Problem requirements ->
The records need to be set down again exactly as they appear.

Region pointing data
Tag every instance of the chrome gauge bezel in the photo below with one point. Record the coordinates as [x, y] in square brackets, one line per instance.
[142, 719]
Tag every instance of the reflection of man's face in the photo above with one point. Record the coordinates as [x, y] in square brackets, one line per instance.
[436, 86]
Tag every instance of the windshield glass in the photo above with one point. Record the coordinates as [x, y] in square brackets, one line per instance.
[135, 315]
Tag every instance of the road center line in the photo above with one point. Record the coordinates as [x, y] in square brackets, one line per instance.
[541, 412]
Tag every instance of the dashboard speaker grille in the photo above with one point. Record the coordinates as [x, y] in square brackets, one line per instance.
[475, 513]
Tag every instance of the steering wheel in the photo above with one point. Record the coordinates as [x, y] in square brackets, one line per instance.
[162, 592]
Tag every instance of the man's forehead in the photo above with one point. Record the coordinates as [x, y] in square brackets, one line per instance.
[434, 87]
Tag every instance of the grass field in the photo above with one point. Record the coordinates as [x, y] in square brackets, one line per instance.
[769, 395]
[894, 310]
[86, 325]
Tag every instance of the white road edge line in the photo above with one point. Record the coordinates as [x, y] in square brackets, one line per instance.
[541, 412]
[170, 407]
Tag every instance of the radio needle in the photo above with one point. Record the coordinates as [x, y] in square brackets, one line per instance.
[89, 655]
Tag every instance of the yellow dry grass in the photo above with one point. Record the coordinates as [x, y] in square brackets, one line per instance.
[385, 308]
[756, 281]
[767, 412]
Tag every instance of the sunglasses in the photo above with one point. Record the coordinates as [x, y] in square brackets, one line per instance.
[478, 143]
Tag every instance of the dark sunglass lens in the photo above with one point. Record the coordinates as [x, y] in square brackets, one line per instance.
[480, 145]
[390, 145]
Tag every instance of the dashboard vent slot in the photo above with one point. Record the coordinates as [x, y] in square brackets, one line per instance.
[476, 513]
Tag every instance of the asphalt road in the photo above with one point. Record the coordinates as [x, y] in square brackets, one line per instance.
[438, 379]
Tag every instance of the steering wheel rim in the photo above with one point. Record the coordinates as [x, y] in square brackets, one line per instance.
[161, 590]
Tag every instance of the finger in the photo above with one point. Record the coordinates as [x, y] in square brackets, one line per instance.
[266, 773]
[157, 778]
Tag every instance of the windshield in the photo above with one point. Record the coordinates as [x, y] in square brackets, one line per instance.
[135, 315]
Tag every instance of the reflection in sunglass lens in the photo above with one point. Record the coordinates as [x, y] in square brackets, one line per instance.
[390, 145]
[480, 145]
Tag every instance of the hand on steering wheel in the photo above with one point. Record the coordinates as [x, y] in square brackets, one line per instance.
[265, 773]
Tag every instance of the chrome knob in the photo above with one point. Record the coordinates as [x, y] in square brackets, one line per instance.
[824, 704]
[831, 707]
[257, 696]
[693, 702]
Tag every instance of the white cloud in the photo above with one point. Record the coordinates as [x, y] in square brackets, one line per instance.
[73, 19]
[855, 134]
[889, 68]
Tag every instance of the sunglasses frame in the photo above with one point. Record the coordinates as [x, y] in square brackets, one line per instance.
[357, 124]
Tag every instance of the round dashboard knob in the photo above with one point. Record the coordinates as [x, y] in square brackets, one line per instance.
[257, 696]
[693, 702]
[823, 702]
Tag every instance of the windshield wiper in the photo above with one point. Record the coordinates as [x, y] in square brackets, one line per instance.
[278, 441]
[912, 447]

Response for this exercise ->
Tag every instance of the chrome gauge bezel in the photo below with one point. Record the coordinates as [x, y] in square brackets, one line per instance.
[142, 719]
Tag every instance of the reflection of man's face in the photo above with one point. Record the coordinates as [x, y] in square brackets, one line per instance.
[436, 86]
Tag every instance of the windshield glass in the photo above with one point. Record the coordinates as [x, y] in square brackets, one line per instance.
[135, 315]
Tag every instance of the road center line in the photo above with one point. Record the coordinates as [x, y] in square brackets, one line per instance.
[541, 412]
Tag every instance of the dashboard speaker grille in the photo above with one point. Record the coordinates as [x, y] in square brackets, one line per instance.
[475, 513]
Tag every instance of the steering wheel in the photo above with one point. Record the coordinates as [x, y] in square brackets, one line per instance.
[162, 592]
Tag every instance of the man's forehead in the photo above with one point. Record the coordinates as [x, y] in square brackets, one line per instance.
[434, 87]
Tag every instance of the grass field in the photo above with one point. Record the coordinates as [x, y] in square brackets, one line per instance.
[769, 395]
[894, 310]
[86, 325]
Tag every instance of the white road edge line in the photo above with one point. Record the coordinates as [x, y] in square brackets, one line per instance.
[541, 412]
[170, 407]
Tag every instance of the radio needle in the photo above with one point. Record the coordinates as [x, y] in square brackets, one line per instance.
[89, 655]
Tag every instance of the yellow dry grass in the photo above with one point. Record the coordinates as [x, y] in square brackets, one line per instance.
[385, 308]
[756, 281]
[767, 412]
Tag every instance of the sunglasses in the photo above with one point. Record the coordinates as [x, y] in square brackets, one line per instance.
[478, 143]
Tag every instance of the dark sunglass lens in the photo above with one point. Record the coordinates as [x, y] in square brackets, one line per instance.
[480, 145]
[390, 145]
Tag every instance of the dashboard vent slot in the photo above with one point. Record the coordinates as [x, y] in square brackets, one line per instance.
[476, 513]
Tag every instance of the asphalt road in the photo above with one point. Record the coordinates as [x, y] in square brackets, one line per instance.
[438, 379]
Tag every instance of the steering wheel rim in the photo above with one point. Record the coordinates as [x, y] in square brackets, one line per instance.
[161, 590]
Tag every instance of the finger in the photo above with one point. Record the coordinates as [x, y] in square brackets, one line per instance.
[266, 773]
[157, 778]
Tag every instance of the windshield in the photo above with one point. Record the coordinates as [x, y] in square brackets, one line per instance.
[135, 315]
Tag every instance of the reflection in sunglass lens in the photo above with one point. Record the coordinates as [x, y] in square brackets, one line per instance.
[390, 145]
[480, 145]
Tag every instance of the hand on steering wheel in the photo above with one point. Record the coordinates as [x, y] in square brackets, one line per instance.
[265, 773]
Tag every instance of the chrome knob in the photo above with one point. Record the coordinates as [x, y] in square brackets, one line per instance.
[824, 704]
[831, 707]
[257, 696]
[693, 702]
Tag every instance of the white cloud in the photo above with one point. Record the coordinates as [x, y] in square brackets, one line per instance.
[73, 19]
[855, 134]
[889, 68]
Tag every instance of the sunglasses frame in the photo above with one point. Record the coordinates as [x, y] in square brackets, one line per instance.
[357, 124]
Tag every instance of the round dashboard knob in the photo above with one point. Record the coordinates as [x, y] in square brackets, one line per instance.
[257, 696]
[693, 702]
[823, 702]
Tag every instance of the windshield wiper in the photo above with one point. Record the coordinates as [x, y] in square brackets, one line per instance.
[278, 441]
[912, 447]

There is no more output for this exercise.